Cierto que había métodos: si uno iba apuntando la dirección y velocidad de su barco podía calcular, más o menos, en qué longitud se encontraba. Y no, los barcos no tenían un cuentakilómetros al lado del timón, sino que la velocidad se estimaba mediante un método más artesanal: se lanzaba un trozo de madera atado a una cuerda con nudos a intervalos regulares y, reloj de arena en mano, se contaba cuántos nudos iban cayendo por la borda por unidad de tiempo (de ahí que la velocidad de los barcos se mida aún hoy en nudos). Se trataba de un método más bien artesanal, que daba lugar a frecuentes errores. E inútil cuando te encontrabas con una tormenta que te zarandeaba durante varios días para dejarte vete tú a saber dónde.

Otro método que se contempló fue usar una brújula medir la discrepancia entre el Polo Norte geográfico y el magnético. Pero se comprobó que ni la brújula ni el campo magnético eran lo suficientemente fiables.

Al final quedó claro que la manera para problema de la longitud había que encontrar una forma adecuada de medir... el tiempo. Y es que si aquí son las cuatro de la tarde, hora solar, y justo en ese momento en Sevilla son las seis, eso quiere decir que, como cada incremento o disminución de una hora equivale a quince grados de longitud, estoy a treinta grados al oeste de Sevilla, a puntito de llegar a las Azores.

No sé si os habéis dado cuenta de que he usado como referencia Sevilla en lugar del meridiano de Greenwich. En aquella época no había consenso acerca de qué meridiano tomar como referencia, así que normalmente se usaba el del puerto de partida o la capital del reino.

El problema se reducía entonces a ser capaz de calcular, no la hora actual, que puede determinarse a partir del sol o las estrellas, sino qué hora es en este preciso momento en mi lugar de referencia. La solución que se nos ocurre a vuelapluma es llevarnos un reloj. Desafortunadamente los relojes de la época no estaban preparados para un viaje por mar. El vaivén del barco afectaba al mecanismo, especialmente si era de péndulo. Y aunque se lograra aislar del movimiento quedaba el problema de la temperatura, que no solo dilataba o contraía sus piezas metálicas, sino que también afectaba al aceite que se usaba de lubricante, haciéndolo más fluido o denso y acelerando o retrasando el mecanismo.

La solución vino del cielo. En 1610 Galileo descubrió cuatro lunas orbitando a Júpiter y comprobó como sus evoluciones alrededor del planeta actuaban como una suerte de reloj sideral. Tras una concienzuda labor de recopilación se logró que cualquier observador pudiera enfocar al planeta y, consultado una tabla, saber a qué hora del día se daba esa posición en la ciudad que tuviera como referencia.

**Tarea asignada 1:** Resume en dos oraciones el texto sobre cómo calcular la longitud en el mar.
El texto y los registros son materiales independientes entre sí.

(Entradas de etiquetado de la posición de objetos)
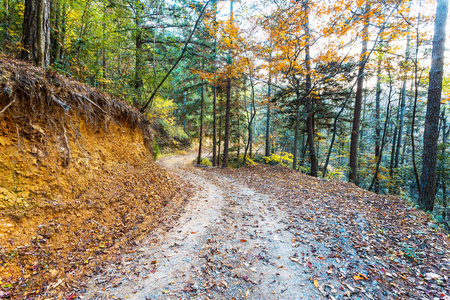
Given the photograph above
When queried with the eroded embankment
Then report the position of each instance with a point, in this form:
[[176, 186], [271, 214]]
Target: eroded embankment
[[77, 180]]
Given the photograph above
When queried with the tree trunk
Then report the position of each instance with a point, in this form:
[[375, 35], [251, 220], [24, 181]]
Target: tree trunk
[[430, 138], [375, 179], [378, 128], [297, 125], [220, 128], [199, 157], [267, 152], [416, 95], [444, 178], [226, 138], [402, 108], [309, 100], [358, 100], [56, 31], [139, 64], [214, 127], [36, 32], [333, 137], [250, 124]]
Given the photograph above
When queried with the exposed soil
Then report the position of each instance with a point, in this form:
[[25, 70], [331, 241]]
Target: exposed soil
[[77, 182], [271, 233]]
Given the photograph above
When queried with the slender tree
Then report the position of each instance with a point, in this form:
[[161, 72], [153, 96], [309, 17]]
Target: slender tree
[[431, 132], [36, 32], [358, 99]]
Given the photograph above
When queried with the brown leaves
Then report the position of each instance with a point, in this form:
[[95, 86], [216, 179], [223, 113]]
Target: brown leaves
[[378, 239]]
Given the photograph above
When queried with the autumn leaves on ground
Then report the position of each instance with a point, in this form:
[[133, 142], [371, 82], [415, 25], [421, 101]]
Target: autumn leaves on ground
[[87, 213]]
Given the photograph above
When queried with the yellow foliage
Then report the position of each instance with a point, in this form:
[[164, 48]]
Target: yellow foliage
[[282, 159], [163, 109]]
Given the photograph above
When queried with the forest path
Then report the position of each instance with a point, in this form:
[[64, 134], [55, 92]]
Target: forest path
[[230, 241], [272, 233]]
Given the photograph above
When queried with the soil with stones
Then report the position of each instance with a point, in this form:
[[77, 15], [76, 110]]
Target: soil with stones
[[251, 234]]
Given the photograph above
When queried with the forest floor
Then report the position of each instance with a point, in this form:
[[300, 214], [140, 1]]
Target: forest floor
[[271, 233]]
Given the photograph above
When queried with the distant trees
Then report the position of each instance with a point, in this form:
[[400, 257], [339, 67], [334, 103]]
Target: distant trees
[[281, 84], [431, 132], [36, 32]]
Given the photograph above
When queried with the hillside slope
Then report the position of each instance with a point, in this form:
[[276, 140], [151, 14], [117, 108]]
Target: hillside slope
[[76, 179]]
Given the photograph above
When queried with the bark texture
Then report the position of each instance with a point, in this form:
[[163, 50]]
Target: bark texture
[[36, 32], [431, 133], [358, 103]]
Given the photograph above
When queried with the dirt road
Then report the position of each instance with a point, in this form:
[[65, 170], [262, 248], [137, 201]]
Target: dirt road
[[229, 242], [272, 233]]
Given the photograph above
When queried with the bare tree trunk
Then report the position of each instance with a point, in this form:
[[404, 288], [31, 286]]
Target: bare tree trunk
[[402, 109], [333, 137], [444, 178], [220, 128], [431, 132], [416, 94], [375, 179], [226, 138], [199, 157], [267, 152], [297, 125], [358, 101], [214, 126], [250, 123], [378, 128], [309, 100], [56, 32], [36, 32]]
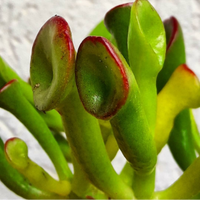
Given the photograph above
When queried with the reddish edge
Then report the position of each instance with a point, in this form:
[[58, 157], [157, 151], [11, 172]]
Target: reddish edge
[[174, 31], [7, 85], [120, 6], [118, 62], [186, 68], [62, 31], [59, 22]]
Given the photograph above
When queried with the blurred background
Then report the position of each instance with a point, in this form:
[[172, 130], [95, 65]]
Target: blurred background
[[21, 20]]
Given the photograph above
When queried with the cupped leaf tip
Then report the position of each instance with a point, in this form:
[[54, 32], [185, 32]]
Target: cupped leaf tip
[[7, 85], [52, 63], [101, 77]]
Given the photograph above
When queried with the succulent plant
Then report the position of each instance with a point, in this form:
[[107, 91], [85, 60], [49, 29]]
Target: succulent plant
[[127, 88]]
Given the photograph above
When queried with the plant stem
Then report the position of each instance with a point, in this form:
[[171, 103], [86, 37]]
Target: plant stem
[[84, 136]]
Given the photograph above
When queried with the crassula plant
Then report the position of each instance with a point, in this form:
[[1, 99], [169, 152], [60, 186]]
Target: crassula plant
[[127, 88]]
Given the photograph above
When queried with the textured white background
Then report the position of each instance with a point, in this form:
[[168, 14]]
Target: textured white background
[[20, 20]]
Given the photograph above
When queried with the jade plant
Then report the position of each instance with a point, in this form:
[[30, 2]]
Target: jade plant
[[126, 88]]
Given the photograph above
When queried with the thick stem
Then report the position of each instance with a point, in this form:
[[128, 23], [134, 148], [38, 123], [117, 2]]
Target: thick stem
[[85, 138], [186, 187], [21, 108], [18, 183]]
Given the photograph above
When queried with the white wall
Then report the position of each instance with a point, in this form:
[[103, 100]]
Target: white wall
[[19, 24]]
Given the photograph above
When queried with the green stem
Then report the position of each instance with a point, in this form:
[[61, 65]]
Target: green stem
[[186, 187], [81, 185], [16, 152], [195, 132], [127, 174], [21, 108], [143, 186], [52, 118], [85, 139]]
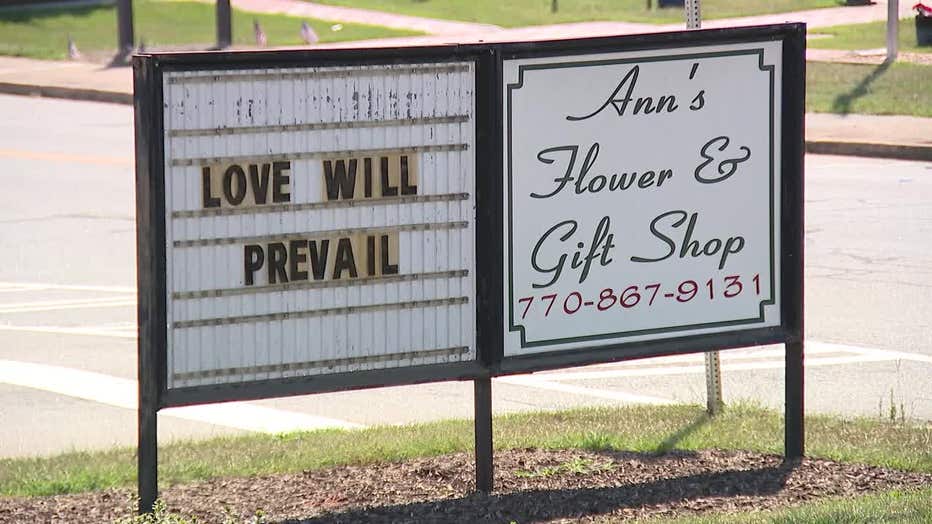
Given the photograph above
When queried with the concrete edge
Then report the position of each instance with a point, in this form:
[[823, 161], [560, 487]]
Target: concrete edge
[[68, 93], [869, 149], [817, 147]]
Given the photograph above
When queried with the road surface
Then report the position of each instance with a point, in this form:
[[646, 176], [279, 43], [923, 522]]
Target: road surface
[[67, 305]]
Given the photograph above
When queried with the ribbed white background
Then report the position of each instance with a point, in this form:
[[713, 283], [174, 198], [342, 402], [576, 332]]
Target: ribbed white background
[[385, 108]]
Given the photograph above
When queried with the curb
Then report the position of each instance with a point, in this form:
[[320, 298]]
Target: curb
[[869, 149], [68, 93], [816, 147]]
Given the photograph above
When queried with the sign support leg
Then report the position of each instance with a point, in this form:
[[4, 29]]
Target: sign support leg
[[224, 24], [483, 422], [713, 382], [147, 472], [795, 430], [893, 29]]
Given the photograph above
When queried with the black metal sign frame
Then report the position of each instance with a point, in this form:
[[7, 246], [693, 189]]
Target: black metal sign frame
[[490, 317]]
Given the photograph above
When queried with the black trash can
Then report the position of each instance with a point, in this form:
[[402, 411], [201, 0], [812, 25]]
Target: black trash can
[[924, 30]]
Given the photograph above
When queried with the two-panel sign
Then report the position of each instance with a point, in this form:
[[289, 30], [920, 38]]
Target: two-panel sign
[[314, 221]]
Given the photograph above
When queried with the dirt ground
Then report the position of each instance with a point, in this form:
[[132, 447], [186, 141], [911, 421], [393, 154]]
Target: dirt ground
[[531, 486]]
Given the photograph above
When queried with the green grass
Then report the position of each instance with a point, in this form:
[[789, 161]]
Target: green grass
[[899, 89], [43, 33], [646, 429], [517, 13], [867, 36], [909, 507]]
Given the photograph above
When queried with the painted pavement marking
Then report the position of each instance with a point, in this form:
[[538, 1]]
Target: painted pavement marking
[[123, 393]]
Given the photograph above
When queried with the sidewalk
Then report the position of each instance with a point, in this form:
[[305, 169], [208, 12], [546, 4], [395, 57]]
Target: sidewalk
[[864, 135]]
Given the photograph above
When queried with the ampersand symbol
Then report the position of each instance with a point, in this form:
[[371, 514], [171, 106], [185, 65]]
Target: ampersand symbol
[[726, 167]]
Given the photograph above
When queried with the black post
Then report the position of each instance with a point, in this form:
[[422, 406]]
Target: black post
[[483, 420], [150, 270], [794, 445], [148, 476], [125, 39], [224, 24], [794, 96]]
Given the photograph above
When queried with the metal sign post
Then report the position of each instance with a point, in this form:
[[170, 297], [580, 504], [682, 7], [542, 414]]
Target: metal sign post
[[224, 24], [893, 29], [713, 362]]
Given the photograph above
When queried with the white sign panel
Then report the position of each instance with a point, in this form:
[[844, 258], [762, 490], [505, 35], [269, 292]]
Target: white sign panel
[[642, 195], [318, 220]]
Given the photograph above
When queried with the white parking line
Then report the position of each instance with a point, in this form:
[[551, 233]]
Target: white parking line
[[57, 305], [123, 393], [38, 286], [95, 331], [620, 396]]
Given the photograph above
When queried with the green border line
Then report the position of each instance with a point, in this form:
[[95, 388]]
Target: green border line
[[770, 69]]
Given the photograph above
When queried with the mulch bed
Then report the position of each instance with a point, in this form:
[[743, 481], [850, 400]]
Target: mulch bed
[[531, 486]]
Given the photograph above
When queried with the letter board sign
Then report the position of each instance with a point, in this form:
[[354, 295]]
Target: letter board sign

**Tarea asignada 2:** Calcula cuántas líneas de los registros contienen la palabra "ampersand", teniendo en cuenta mayúsculas y minúsculas, y responde solo con el número.

**Respuesta completa 1:** Los métodos para conocer la longitud en el mar, como estimar la velocidad del barco con una cuerda con nudos o recurrir a la brújula, daban frecuentes errores o no eran fiables, y al final quedó claro que había que medir el tiempo, es decir, saber qué hora era en ese momento en el lugar de referencia. Como los relojes de la época se veían afectados por el vaivén del barco y por la temperatura, la solución vino del cielo: las cuatro lunas de Júpiter que Galileo descubrió en 1610 actuaban como un reloj sideral que, con ayuda de una tabla, indicaba la hora en la ciudad de referencia.

**Respuesta completa 2:** 2